Problem requirements:
Output verbatim the line with "the player's hand" together with every line beneath it, ending at the last line of the entries.

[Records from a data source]

※ ※ ※

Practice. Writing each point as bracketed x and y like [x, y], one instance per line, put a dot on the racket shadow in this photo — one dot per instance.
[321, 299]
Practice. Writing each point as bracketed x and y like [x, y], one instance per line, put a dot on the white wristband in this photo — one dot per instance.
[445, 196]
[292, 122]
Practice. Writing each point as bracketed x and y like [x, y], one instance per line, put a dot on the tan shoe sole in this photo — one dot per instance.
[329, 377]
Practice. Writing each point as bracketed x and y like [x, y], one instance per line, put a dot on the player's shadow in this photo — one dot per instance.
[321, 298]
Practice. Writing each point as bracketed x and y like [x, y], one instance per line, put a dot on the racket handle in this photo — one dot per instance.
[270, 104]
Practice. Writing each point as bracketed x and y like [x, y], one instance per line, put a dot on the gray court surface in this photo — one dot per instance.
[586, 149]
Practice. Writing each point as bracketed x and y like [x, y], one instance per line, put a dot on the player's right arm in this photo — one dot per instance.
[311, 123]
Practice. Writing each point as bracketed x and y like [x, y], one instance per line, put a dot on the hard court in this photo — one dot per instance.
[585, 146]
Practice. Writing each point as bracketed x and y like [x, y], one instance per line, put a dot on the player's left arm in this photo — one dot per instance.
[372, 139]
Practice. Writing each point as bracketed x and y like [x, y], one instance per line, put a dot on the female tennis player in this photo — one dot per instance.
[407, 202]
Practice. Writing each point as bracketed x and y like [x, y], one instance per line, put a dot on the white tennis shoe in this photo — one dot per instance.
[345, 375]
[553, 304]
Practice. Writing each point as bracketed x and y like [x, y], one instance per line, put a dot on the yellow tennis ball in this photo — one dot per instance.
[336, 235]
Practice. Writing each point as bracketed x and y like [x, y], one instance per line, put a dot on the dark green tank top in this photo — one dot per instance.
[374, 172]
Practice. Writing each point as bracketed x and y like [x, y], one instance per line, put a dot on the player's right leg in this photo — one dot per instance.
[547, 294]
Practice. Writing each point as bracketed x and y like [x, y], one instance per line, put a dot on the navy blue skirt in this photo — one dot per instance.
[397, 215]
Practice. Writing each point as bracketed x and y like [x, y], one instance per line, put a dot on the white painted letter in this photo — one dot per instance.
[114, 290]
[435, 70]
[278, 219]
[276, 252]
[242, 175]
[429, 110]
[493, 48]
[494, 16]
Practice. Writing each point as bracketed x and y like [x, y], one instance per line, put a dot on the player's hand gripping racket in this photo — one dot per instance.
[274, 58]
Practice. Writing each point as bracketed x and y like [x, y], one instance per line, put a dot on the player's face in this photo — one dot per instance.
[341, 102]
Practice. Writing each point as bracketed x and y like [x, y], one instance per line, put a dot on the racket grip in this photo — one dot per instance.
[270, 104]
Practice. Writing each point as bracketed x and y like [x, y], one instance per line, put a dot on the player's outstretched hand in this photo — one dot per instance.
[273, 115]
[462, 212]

※ ※ ※

Solution for this task:
Practice. Writing each point as bracketed x and y like [x, y], one instance per line, put a dot on the player's hand gripping racket in this photo — one dot per instance.
[274, 58]
Practice. Writing each point as bracketed x and y like [x, y], one instance per line, put a dot on the player's face in this photo — one dot per instance.
[341, 102]
Practice. Writing each point as bracketed x and y like [x, y], one instance per line, put a dot on the racket grip in this photo — one dot per instance.
[270, 104]
Practice. Writing each point as bracketed x and y like [x, y], one instance per line, put a dot on the player's outstretched hand in this photo — one dot per instance.
[273, 115]
[462, 212]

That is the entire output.